CONSEGNA
Riscrivi sotto forma di elenco puntato il paragrafo del brano che inizia con «Il giardino dove giocano», conservandone i fatti principali.

Il progetto educativo

«Il giardino dove giocano i nostri piccoli alunni confina con il muro di separazione fatto costruire dallo stato di Israele: è una struttura imponente che abbiamo cercato di abbellire con murales colorati», racconta. «Purtroppo, da quando è stato costruito, molte famiglie hanno via via rinunciato a portare qui i loro figli a causa delle difficoltà legate agli spostamenti: avrebbero infatti dovuto percorrere molti chilometri per arrivare. Due mie consorelle hanno deciso di vivere al di là del muro, per continuare a prendersi cura della popolazione palestinese e offrire assistenza nei villaggi beduini». Attualmente l’asilo è frequentato da oltre 50 bambini del quartiere al di qua del muro: in grande maggioranza sono musulmani dal momento che le famiglie cristiane hanno preferito trasferirsi altrove. «Il nostro progetto educativo si propone trasmettere ai bambini valori fondamentali. Ci impegniamo molto per sviluppare in loro sia il senso della fraternità, dell’accoglienza e dell’accettazione della diversità, sia la capacità di rifuggire ogni forma di violenza. Pensiamo sia anche necessario sviluppare una cultura del “nostro” e quindi cerchiamo di educare alla responsabilità verso l’ambiente e la cosa comune. In questo quartiere riscontriamo grande solidarietà verso chi è nel bisogno: cristiani e musulmani si aiutano e si sostengono gli uni gli altri».

DATI ELENCATI

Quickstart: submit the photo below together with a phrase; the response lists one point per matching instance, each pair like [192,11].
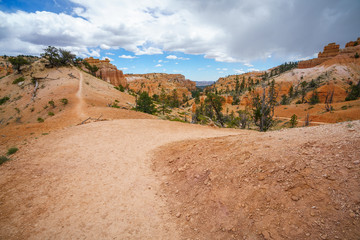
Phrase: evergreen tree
[263,108]
[216,102]
[145,104]
[18,62]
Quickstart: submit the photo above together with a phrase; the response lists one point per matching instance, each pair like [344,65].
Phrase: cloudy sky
[202,39]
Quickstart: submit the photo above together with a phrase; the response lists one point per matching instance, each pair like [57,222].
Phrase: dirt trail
[92,181]
[300,121]
[79,95]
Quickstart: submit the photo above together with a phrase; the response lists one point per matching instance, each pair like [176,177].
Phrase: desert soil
[139,178]
[301,183]
[92,181]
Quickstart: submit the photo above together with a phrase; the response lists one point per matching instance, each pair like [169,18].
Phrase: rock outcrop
[108,72]
[353,43]
[5,67]
[332,51]
[154,83]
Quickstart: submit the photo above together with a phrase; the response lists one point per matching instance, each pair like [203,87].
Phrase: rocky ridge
[154,83]
[331,51]
[108,72]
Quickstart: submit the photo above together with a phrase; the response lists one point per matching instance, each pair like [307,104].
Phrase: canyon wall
[108,72]
[331,51]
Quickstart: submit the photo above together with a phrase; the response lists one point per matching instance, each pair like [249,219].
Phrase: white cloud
[104,46]
[127,56]
[111,60]
[239,71]
[95,52]
[172,57]
[152,27]
[148,51]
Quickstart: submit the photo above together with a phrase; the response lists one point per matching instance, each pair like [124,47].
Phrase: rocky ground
[301,183]
[130,176]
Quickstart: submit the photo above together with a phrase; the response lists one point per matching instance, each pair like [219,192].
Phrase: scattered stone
[261,177]
[323,236]
[295,198]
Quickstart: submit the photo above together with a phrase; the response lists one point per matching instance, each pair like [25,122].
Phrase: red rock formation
[353,43]
[5,67]
[153,83]
[331,51]
[108,72]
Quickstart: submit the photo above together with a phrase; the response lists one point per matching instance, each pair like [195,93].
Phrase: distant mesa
[108,72]
[330,51]
[153,83]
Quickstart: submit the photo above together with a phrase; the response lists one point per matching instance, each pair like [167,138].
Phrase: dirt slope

ESERCIZIO SVOLTO
- Il giardino dell'asilo confina con il muro di separazione costruito dallo Stato di Israele, che è stato abbellito con murales colorati.
- Dopo la costruzione del muro, molte famiglie hanno smesso di portare i figli all'asilo, perché gli spostamenti richiedevano di percorrere molti chilometri.
- Due consorelle vivono al di là del muro per assistere la popolazione palestinese e i villaggi beduini.
- L'asilo è frequentato da oltre 50 bambini del quartiere al di qua del muro. In grande maggioranza sono musulmani, perché le famiglie cristiane si sono trasferite altrove.
- Il progetto educativo mira a sviluppare nei bambini fraternità, accoglienza, accettazione della diversità e rifiuto di ogni violenza.
- Il progetto promuove inoltre una cultura del "nostro" e la responsabilità verso l'ambiente e la cosa comune.
- Nel quartiere c'è grande solidarietà verso chi è nel bisogno, e cristiani e musulmani si aiutano a vicenda.